**What to produce**
Write the next part of the mailing-list post about French and Dutch use in Brussels and its border municipalities, picking up after its final sentence.

**Document passage**
LL-L "Language politics" 2008.06.23 (05) [E]

Lowlands-L List lowlands.list at GMAIL.COM
Mon Jun 23 21:09:22 UTC 2008


=========================================================================
L O W L A N D S - L  - 23 June 2008 - Volume 05
-------------------------------------------------------------------------
Please set the encoding mode to Unicode (UTF-8).
If viewing this in a web browser, please click on
the html toggle at the bottom of the archived page
and switch your browser's character encoding to Unicode.
=========================================================================

From: Roger Thijs, Euro-Support, Inc. <roger.thijs at euro-support.be>
Subject: LL-L Language politics

> From: Helge Tietz <helgetietz at yahoo.com>
> Subject: LL-L "Language varieties" 2008.06.22 (06) [E/LS]
> He has got a point just as much as Wenker and Frings have a point. I
indeed believe to divide the northern Rhineland and Limburg into German and
Dutch is almost as impossible as it is to divide Brussels and surroundings
into Wallon and Flemish, both exist next to each other and among each other.

Brussels is about 90 perc. French speaking, when including immigrants maybe
95 perc. Company headquartes are internally bilingual or English *during the
week*. The Grand-Place is linguistically international, other area's are
virtually *French-only in the week-end*.

I do my shopping often downtown in the week-end, and while the official
administative indications are bilingual, it is very difficult to find
someone who understands 5 words of Dutch in the smaller shops. This
indicates also something about the quality of language education in the
French system.
Six border municipalities are Flemish "with facilities", but these switched
to French and one often finds quite often monolingual French speakers in the
shops over there. Some examples from my own recent experience, all in *
Kraainem*:
In the "Lunch Garden" they didn't know what "dagschotel" (day's menu) meant,
even when it is advertised bilingually in large capitals "dagschotel - plat
du jour" over the head of the servant,
In the "Brico" they could not explain me where I could find a
"plint" (baseboard) even when it is "plinthe" (with a nazalized "in" though)
in French.
In the "Carrefour" a lady promoting the use of self-scanners (for scanning
one-self while shopping) could not produce a single word of Dutch, even not
for excusing herself for that.

**Supplied material**
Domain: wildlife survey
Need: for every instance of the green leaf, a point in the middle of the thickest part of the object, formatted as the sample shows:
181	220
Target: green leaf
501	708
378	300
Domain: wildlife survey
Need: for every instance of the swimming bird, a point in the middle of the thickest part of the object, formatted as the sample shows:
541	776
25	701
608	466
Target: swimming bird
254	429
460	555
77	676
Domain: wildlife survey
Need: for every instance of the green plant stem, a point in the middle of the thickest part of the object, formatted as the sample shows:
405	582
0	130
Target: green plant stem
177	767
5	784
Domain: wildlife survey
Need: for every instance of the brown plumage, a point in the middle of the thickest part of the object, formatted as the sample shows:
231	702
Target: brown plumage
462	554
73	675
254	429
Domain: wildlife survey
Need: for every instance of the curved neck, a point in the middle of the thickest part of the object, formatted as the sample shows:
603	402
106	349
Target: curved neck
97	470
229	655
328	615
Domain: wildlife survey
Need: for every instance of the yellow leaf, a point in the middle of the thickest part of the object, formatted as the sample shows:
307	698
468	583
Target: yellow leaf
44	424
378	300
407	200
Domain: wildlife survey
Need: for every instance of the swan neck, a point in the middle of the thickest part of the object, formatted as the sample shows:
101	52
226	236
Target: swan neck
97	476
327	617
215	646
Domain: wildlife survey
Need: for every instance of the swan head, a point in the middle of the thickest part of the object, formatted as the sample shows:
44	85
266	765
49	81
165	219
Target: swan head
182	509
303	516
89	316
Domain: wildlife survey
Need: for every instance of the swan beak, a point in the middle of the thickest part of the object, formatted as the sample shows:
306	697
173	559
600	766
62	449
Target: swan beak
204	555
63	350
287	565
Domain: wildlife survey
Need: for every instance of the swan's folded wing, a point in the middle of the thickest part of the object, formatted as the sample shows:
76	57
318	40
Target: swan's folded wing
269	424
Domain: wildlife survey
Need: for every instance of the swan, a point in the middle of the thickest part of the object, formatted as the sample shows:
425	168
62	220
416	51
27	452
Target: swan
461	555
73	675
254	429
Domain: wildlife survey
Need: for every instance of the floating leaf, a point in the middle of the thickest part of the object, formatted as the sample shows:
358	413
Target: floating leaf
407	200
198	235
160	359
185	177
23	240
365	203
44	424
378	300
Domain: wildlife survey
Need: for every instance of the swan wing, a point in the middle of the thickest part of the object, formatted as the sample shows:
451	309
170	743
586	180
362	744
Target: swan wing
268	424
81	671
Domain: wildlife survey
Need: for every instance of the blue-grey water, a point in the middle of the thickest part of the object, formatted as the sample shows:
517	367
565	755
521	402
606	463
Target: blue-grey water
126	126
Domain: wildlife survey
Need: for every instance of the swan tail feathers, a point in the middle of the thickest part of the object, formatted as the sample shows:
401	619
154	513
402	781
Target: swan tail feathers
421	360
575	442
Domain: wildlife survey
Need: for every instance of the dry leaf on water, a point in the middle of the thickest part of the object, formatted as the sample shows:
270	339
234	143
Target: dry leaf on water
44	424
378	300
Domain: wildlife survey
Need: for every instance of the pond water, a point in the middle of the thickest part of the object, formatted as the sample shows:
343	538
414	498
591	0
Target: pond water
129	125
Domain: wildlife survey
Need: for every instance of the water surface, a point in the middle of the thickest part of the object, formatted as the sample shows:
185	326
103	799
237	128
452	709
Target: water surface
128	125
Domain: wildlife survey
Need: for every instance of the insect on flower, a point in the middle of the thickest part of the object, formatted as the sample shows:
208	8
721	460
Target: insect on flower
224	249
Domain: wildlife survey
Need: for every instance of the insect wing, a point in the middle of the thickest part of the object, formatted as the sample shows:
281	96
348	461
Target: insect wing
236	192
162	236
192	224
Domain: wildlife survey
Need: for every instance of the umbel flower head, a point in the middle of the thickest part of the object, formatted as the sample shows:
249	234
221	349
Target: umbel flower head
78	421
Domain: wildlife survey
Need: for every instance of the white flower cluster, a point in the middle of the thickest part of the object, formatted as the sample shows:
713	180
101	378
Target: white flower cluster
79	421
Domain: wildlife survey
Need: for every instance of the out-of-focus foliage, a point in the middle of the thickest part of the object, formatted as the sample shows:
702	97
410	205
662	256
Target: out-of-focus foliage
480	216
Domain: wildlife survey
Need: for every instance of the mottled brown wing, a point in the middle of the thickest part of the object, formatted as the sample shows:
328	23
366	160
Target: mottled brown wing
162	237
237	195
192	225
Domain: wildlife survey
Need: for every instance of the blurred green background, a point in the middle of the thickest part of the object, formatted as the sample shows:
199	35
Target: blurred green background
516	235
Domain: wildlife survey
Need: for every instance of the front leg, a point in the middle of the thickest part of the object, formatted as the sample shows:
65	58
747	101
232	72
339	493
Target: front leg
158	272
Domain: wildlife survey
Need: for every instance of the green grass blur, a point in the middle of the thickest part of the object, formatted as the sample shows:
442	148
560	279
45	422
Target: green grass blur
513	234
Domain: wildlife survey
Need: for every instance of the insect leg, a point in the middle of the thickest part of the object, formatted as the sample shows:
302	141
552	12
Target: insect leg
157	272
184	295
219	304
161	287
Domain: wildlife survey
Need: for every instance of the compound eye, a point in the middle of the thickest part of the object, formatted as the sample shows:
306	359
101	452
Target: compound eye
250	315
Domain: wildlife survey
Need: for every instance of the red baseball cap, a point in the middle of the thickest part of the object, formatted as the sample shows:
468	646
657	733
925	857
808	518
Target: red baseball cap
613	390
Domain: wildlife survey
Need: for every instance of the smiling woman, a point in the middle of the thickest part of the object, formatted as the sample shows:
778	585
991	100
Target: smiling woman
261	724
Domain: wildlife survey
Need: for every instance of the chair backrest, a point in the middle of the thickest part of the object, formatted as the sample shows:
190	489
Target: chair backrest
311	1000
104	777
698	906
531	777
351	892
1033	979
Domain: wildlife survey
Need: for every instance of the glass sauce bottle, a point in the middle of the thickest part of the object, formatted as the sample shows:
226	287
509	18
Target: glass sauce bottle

**Exercise output**
This all in the *Flemish* community with facilities, actually in "Kraainem".

It is a law that once French gets in, it pushes away all other languages.
The French speaking people are very kind though, most of them just speak
French and French only. Activities by Flemish municipalities for protecting
the local culture at the outskirts (Steenokkerzeel, Zaventem, Overijse) are
represented as facistic in the French-language press.

Switching to France:
A couple of weeks ago it was reported in this list that the French
parliament (the Assemblée Générale) had a sympathetic discussion about
regional languages in Paris. This exceptional cultural laxness has been
condemned and overruled by the French Senat and by the the Académie
française:
"Le 22 mai, lors de l'examen du projet de révision de la Constitution, les *
députés* adoptent un amendement selon lequel *« les langues régionales
appartiennent au patrimoine de **la République** »*. Le 18 juin, les *
sénateurs* suppriment cette disposition, jugée par les deux tiers d'entre
eux, et de tous bords, attentatoire à l'identité nationale et à l'unité de la
République. Ils refusent d'ajouter cette phrase à l'article 1 de la
Constitution. Seuls le PS, les Verts et quelques UMP ont voté contre.

Entre temps, les gérontes de *l'Académie française* avaient préparé le
terrain pour les Sénateurs : « *L'unité de **la Nation** est en jeu »* avait
mis en garde* *Max GALLO !"

quoted from a "communiqué du Bureau de l'Alliance Régionale Flandre Artois
Hainaut" dated june 21.

Back to Belgium.

Actually in Belgium one has two layers, the dialects (or regional
languages?) and the administrative languages (Dutch, French and German).

*As for the dialects:*
I'm not aware of municipalities switching recently from Walloon/Picard
to Flemish/Brabantish/Limburgish/Ripuarisch/Moselle-Franconian
incl. Luxembourgish or v.v.
There may be some exceptions, as e.g. Herstappe (*40 *inhabitants, mostly
farmers) in the very South of Belgian Limburg (switched from French to Dutch
as administrative language in 1930).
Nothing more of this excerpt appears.